## PROBLEM STATEMENT
Can all of these lines be returned exactly?

--- MATERIAL SUPPLIED ---

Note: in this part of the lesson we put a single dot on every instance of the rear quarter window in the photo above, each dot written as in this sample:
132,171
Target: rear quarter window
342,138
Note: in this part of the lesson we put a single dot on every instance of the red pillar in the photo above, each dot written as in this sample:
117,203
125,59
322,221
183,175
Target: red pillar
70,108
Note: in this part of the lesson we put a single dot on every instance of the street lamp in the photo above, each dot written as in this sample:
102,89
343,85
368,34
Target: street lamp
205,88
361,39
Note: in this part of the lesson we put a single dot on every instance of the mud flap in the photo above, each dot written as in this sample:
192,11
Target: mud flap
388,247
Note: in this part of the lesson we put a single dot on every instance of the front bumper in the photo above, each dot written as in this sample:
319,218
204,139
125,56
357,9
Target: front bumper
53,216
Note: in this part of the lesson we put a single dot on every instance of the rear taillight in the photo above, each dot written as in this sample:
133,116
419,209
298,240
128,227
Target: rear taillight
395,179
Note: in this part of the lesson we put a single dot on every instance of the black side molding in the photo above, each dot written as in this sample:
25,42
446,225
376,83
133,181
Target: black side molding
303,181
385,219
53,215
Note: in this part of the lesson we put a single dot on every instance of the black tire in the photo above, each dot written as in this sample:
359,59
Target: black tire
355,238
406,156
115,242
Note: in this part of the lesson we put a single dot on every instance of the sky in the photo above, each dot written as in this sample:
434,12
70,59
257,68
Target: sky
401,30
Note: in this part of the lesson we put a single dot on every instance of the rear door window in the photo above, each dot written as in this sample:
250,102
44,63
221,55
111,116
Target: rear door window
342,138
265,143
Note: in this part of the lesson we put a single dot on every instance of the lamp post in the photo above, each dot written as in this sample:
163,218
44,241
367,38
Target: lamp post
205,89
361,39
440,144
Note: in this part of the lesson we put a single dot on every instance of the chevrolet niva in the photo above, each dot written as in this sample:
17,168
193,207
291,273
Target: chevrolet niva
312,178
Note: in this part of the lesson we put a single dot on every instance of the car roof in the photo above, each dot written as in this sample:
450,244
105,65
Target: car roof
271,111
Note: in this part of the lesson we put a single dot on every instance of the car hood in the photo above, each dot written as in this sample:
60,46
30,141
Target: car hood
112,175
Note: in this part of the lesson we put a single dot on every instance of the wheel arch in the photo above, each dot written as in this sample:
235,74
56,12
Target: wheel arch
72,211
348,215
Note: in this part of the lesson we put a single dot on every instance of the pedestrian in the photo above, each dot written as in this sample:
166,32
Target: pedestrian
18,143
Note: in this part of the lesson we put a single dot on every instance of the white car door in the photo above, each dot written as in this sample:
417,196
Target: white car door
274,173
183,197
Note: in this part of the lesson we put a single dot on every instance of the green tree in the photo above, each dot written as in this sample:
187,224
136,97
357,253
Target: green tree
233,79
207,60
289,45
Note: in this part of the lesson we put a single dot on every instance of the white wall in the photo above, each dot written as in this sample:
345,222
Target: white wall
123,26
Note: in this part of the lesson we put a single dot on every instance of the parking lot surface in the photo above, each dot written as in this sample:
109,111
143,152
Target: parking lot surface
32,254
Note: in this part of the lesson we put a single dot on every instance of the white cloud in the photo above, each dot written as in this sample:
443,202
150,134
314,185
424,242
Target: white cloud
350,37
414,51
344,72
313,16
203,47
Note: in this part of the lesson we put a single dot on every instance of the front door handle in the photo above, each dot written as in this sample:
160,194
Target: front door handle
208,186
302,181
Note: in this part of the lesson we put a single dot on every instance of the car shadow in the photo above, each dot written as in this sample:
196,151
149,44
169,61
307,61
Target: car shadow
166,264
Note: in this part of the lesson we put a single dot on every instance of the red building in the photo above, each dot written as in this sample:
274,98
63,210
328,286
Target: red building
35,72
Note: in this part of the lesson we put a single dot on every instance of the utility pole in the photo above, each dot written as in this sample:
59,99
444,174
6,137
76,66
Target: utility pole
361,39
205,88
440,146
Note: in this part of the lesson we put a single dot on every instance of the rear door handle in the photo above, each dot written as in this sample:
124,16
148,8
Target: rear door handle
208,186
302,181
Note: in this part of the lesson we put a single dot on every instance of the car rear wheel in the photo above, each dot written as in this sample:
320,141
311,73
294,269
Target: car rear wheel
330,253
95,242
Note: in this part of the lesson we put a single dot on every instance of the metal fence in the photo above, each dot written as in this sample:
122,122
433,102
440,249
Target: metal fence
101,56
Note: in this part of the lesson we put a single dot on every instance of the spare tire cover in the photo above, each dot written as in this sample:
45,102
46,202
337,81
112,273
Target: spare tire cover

---

## WRITTEN ANSWER
Note: in this part of the lesson we put a single dot on every instance of the rear quarter window in the photo above, each dot written as in this sample:
132,171
Target: rear quarter window
342,138
Note: in this part of the lesson we put a single dot on every instance of the red pillar in the photo above, each dot written as in this sample:
117,203
125,59
322,221
183,175
Target: red pillar
70,108
Note: in this part of the lesson we put a single dot on every instance of the street lamp in the photo above, each dot written as in this sample:
102,89
343,85
368,34
Target: street lamp
205,88
361,39
Note: in this part of the lesson we put a single dot on every instance of the mud flap in the photo above, each dot written as in this sample:
192,11
Target: mud flap
388,247
Note: in this part of the lesson we put a single dot on every instance of the front bumper in the photo above, each dot written as in this sample:
319,218
204,139
125,56
357,9
Target: front bumper
53,216
Note: in this part of the lesson we put a single dot on every instance of the rear taillight in the photo above, each dot written as in this sample:
133,116
419,209
298,240
128,227
Target: rear taillight
395,179
Note: in this part of the lesson we put a single dot on every instance of the black side molding in the photo above, each dot written as in this sample:
25,42
446,225
376,83
133,181
Target: black side molding
303,181
385,219
53,215
Note: in this part of the lesson we put a single dot on every instance of the black tire in the photo above, each dot written as in this sample:
359,59
Target: black tire
355,238
406,156
115,242
Note: in this part of the lesson we put a single dot on every instance of the sky in the photo above, each dot written as in this sample:
434,12
70,59
257,68
Target: sky
401,30
Note: in this part of the lesson we put a single dot on every instance of the rear door window in the photo above, each dot written as in this sample:
250,102
44,63
221,55
111,116
Target: rear door window
342,138
265,143
Note: in this part of the lesson we put a single dot on every instance of the lamp post in the photo above, each dot written as in this sample:
163,218
44,241
367,38
Target: lamp post
205,89
361,39
440,144
Note: in this part of the lesson we put a single dot on every instance of the chevrolet niva in the photo above, each dot written as in this sample:
17,168
193,207
291,273
Target: chevrolet niva
312,178
Note: in this part of the lesson we put a single dot on every instance of the car roof in the photo above, each dot written as in this sample:
450,244
105,65
Target: car roof
271,111
Note: in this part of the lesson we put a single dot on every instance of the car hood in the photo above, each dot written as in this sample:
60,46
30,141
Target: car hood
112,175
Note: in this part of the lesson we put a single dot on every instance of the wheel arch in the photo above, each dot written as in this sample:
235,74
56,12
Target: wheel arch
72,211
348,215
Note: in this part of the lesson we put a single dot on every instance of the pedestrian in the photo above, each dot written as in this sample:
166,32
Target: pedestrian
18,143
Note: in this part of the lesson we put a single dot on every instance of the white car door in the photo above, each dot written as in this sample:
417,196
Target: white car door
274,173
183,197
Note: in this part of the lesson we put a single dot on every instance of the green tree in the photo above, each dot written as in this sample:
187,224
136,97
357,253
Target: green tree
233,79
207,60
289,45
Note: in this part of the lesson we put a single dot on every instance of the white wall in the photo above, each dot written as in this sample:
345,222
Target: white wall
123,26
Note: in this part of the lesson we put a single dot on every instance of the parking lot surface in the photo above, each dot written as in this sample:
109,111
143,152
Target: parking lot surface
32,254
Note: in this part of the lesson we put a single dot on every instance of the white cloud in the photo above, each dot written as in this sample:
443,202
150,134
314,185
424,242
Target: white cloud
350,37
414,51
344,72
313,16
203,47
Note: in this part of the lesson we put a single dot on every instance of the front door handle in the photo above, each dot written as in this sample:
160,194
Target: front door handle
208,186
302,181
Note: in this part of the lesson we put a single dot on every instance of the car shadow in the photo above, each dot written as in this sample:
196,151
149,44
169,61
307,61
Target: car shadow
166,264
Note: in this part of the lesson we put a single dot on every instance of the red building in the photo above, each dot written as in this sample:
274,98
63,210
328,286
Target: red building
35,72
Note: in this part of the lesson we put a single dot on every instance of the utility pole in the photo above, each dot written as in this sample:
59,99
444,174
6,137
76,66
Target: utility pole
361,39
205,88
440,146
Note: in this part of the lesson we put a single dot on every instance of the rear door handle in the photo above, each dot written as in this sample:
124,16
148,8
Target: rear door handle
208,186
302,181
Note: in this part of the lesson we put a single dot on every instance of the car rear wheel in the photo above, each dot written as in this sample:
320,141
311,73
294,269
Target: car rear wheel
330,253
95,242
Note: in this part of the lesson we put a single dot on every instance of the metal fence in the photo above, each dot written as in this sample:
122,122
433,102
440,249
Target: metal fence
101,56
Note: in this part of the lesson we put a single dot on every instance of the spare tire cover in the photo above, each dot written as in this sample:
45,102
46,202
337,81
112,273
Target: spare tire cover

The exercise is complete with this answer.